> [DATA EXTRACT]
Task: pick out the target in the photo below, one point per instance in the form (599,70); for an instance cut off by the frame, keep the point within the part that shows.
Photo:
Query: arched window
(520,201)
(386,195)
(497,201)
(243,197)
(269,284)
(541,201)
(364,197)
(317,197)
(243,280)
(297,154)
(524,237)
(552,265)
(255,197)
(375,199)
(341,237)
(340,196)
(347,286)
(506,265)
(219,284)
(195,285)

> [TASK DIRECTIONS]
Copy the material above line by line, with no changes.

> [IN RESPONSE]
Task: pick out the target in the photo below, one point per instance in the form (599,70); for an instance cut off by the frame, keep the point within the part that shows.
Photo:
Query: arched window
(520,201)
(386,195)
(497,201)
(243,197)
(269,284)
(541,201)
(364,197)
(317,197)
(243,280)
(297,154)
(524,237)
(552,265)
(255,197)
(375,199)
(341,237)
(340,196)
(347,286)
(506,265)
(219,284)
(195,285)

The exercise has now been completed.